PROVIDED PASSAGE ::
------------------------------------------------------------------------
Kelly Breen’s top priority is protecting Michigan students. Between learning gaps caused by COVID-19 and gun violence in schools, she knows they need more support.
Election Day is Nov. 8. Michigan will be voting on a number of candidates —including for governor, secretary of state, attorney general, and Michigan Supreme Court, plus three important statewide proposals about term limits, voting rights and reproductive freedom.
Meet Rep. Kelly Breen, a Democrat running to represent Michigan’s new 21st House District, which includes portions of Northville and Novi in Oakland County. Breen is currently the representative for Novi, serving her first term in the state Legislature.
Breen grew up in the area—going from high school soccer player, to local lawyer, to city councilperson. She earned her law degree from Wayne State University and has practiced for Bernstein & Bernstein, among other firms, primarily in the field of insurance law.
She’s running a campaign based on kitchen-table issues like education, family, and safety to represent 94,000 voters in much of her old district, albeit with a new shape and number.
3 Things to Know About Kelly Breen
- She wants to keep schools safe.
Breen says her most important job is that of a working mom. And even when she’s in Lansing, her kids’ safety is her No. 1 priority.
------------------------------------------------------------------------
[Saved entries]
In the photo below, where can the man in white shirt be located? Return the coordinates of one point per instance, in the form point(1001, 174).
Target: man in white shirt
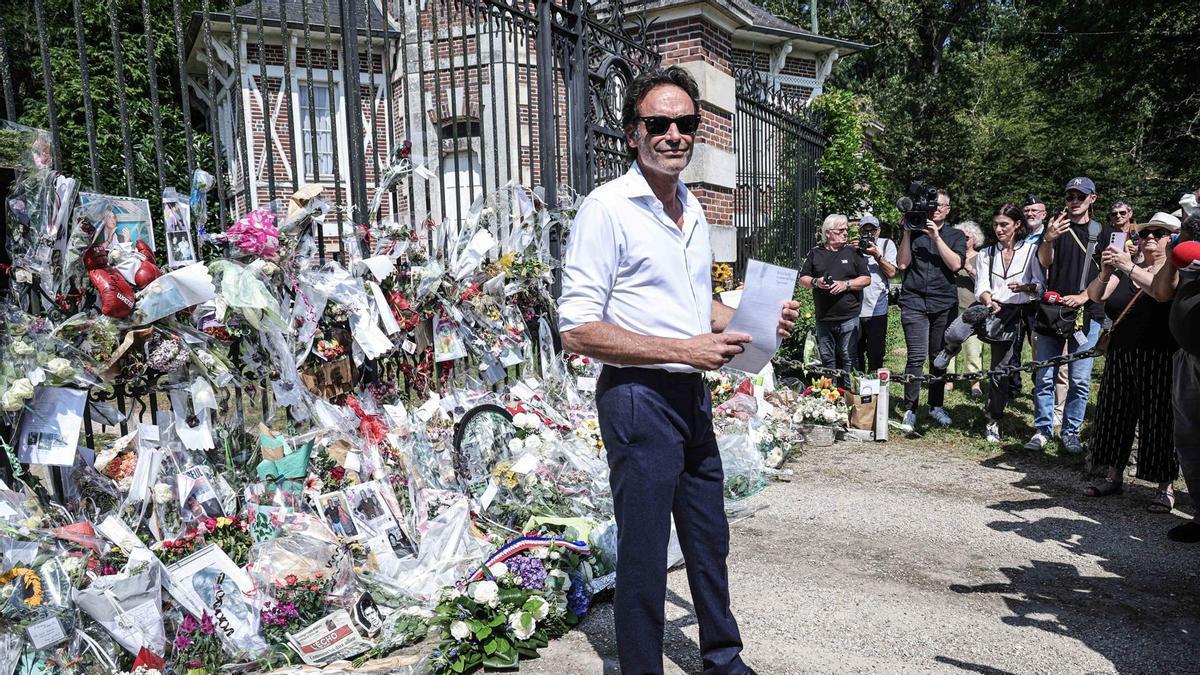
point(873, 316)
point(637, 292)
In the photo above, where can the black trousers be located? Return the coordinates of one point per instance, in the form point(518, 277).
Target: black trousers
point(1003, 353)
point(663, 459)
point(1135, 393)
point(873, 338)
point(924, 333)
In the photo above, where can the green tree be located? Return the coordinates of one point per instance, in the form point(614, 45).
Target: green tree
point(852, 179)
point(133, 28)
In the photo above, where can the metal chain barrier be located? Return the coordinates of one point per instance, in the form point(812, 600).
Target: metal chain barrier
point(905, 377)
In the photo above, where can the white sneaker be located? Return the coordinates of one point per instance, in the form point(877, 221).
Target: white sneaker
point(993, 432)
point(940, 416)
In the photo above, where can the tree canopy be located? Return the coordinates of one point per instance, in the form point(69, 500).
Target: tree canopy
point(996, 99)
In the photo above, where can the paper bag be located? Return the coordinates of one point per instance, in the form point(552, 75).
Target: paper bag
point(862, 411)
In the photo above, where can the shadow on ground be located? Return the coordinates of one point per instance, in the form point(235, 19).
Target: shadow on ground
point(1146, 605)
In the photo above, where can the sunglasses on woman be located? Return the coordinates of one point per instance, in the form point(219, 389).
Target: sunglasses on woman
point(659, 124)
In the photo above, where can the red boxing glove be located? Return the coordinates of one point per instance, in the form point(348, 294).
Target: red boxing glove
point(115, 294)
point(1186, 255)
point(147, 272)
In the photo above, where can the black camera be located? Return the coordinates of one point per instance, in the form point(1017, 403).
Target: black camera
point(917, 205)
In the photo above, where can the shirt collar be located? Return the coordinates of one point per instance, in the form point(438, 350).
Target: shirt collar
point(637, 186)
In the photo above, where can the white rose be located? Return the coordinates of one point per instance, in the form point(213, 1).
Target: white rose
point(19, 392)
point(486, 592)
point(522, 625)
point(162, 493)
point(460, 631)
point(538, 607)
point(60, 368)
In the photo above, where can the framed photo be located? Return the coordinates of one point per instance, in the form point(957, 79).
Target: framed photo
point(335, 508)
point(126, 220)
point(177, 217)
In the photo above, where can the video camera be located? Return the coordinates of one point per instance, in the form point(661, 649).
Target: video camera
point(917, 205)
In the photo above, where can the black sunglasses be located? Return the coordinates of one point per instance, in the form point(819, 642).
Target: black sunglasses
point(659, 124)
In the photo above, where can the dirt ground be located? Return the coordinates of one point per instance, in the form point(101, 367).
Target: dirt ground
point(898, 559)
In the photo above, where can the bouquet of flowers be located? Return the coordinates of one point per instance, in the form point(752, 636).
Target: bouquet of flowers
point(821, 402)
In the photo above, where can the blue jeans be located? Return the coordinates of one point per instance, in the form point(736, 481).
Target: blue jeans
point(1079, 375)
point(838, 346)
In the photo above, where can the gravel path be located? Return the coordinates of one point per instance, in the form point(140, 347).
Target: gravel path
point(891, 559)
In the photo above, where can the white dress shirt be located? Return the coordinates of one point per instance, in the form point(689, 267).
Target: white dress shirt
point(629, 264)
point(994, 278)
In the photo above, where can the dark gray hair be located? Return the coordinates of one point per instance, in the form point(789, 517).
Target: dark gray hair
point(642, 85)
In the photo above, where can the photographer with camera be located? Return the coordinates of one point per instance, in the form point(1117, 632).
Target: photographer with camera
point(873, 320)
point(837, 275)
point(1063, 320)
point(1179, 280)
point(930, 256)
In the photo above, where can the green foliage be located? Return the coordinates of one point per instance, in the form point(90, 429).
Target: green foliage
point(996, 99)
point(852, 180)
point(133, 27)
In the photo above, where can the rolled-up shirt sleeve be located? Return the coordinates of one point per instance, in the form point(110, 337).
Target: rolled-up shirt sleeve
point(589, 267)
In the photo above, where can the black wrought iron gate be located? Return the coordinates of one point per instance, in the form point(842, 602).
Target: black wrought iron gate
point(778, 145)
point(269, 95)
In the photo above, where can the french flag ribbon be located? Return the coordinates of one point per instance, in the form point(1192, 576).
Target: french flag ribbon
point(520, 545)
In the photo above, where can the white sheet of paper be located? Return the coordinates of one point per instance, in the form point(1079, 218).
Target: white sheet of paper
point(762, 300)
point(49, 430)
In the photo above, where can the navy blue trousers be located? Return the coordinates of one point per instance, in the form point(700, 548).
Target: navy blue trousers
point(663, 459)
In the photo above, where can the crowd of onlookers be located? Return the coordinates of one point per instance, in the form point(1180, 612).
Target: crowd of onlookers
point(1062, 284)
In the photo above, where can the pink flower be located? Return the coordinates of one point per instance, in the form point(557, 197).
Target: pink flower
point(189, 625)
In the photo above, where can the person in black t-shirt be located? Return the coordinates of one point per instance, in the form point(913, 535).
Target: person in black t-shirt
point(1138, 359)
point(1068, 254)
point(929, 303)
point(837, 275)
point(1183, 287)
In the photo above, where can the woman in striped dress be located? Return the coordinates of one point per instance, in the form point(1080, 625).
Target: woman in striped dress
point(1135, 392)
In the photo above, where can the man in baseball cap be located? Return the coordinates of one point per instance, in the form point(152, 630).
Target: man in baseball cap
point(1067, 251)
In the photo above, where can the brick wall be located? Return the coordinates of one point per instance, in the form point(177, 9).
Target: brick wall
point(718, 202)
point(691, 39)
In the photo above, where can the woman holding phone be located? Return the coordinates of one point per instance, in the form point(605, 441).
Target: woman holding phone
point(1007, 279)
point(1137, 387)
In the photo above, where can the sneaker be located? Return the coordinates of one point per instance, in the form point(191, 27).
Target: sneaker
point(1071, 443)
point(1038, 442)
point(940, 416)
point(993, 432)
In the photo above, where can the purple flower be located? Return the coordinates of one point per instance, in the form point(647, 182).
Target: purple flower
point(189, 625)
point(529, 569)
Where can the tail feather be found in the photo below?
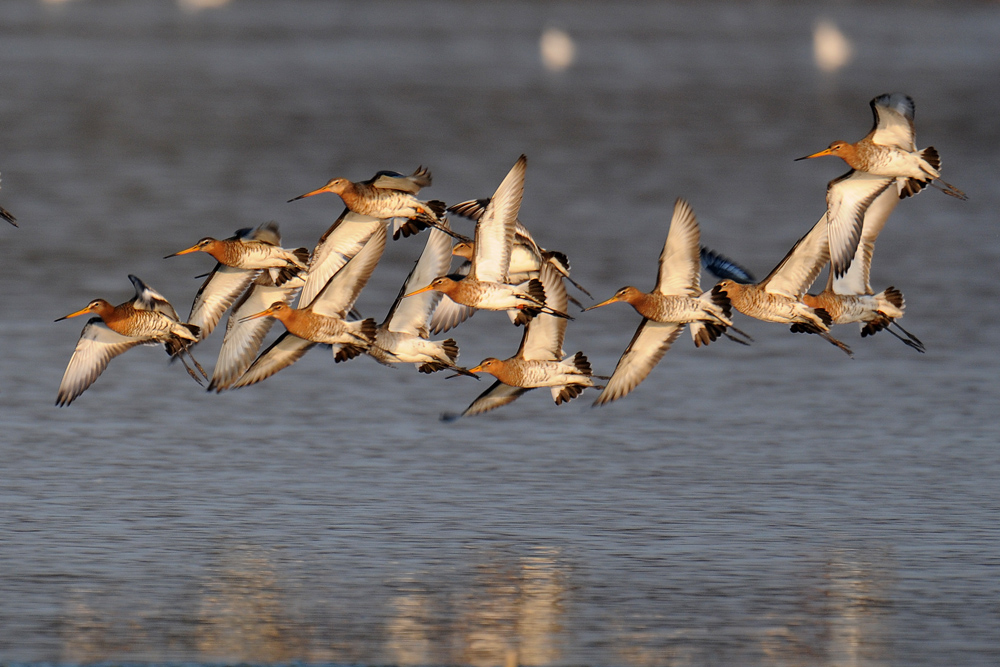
------------------------------------------------------------------------
CHECK YOUR UNDERSTANDING ::
- 1) Update the Kelly Breen profile by restating it from "Breen grew up" up to and including "No. 1 priority.", with "Lansing" replaced by "the state capital".
- 2) According to the Kelly Breen profile, how many voters is Breen's campaign seeking to represent?

ANSWER SET ::
- 1)
Breen grew up in the area—going from high school soccer player, to local lawyer, to city councilperson. She earned her law degree from Wayne State University and has practiced for Bernstein & Bernstein, among other firms, primarily in the field of insurance law.
She’s running a campaign based on kitchen-table issues like education, family, and safety to represent 94,000 voters in much of her old district, albeit with a new shape and number.
3 Things to Know About Kelly Breen
- She wants to keep schools safe.
Breen says her most important job is that of a working mom. And even when she’s in the state capital, her kids’ safety is her No. 1 priority.

- 2) 94,000 voters.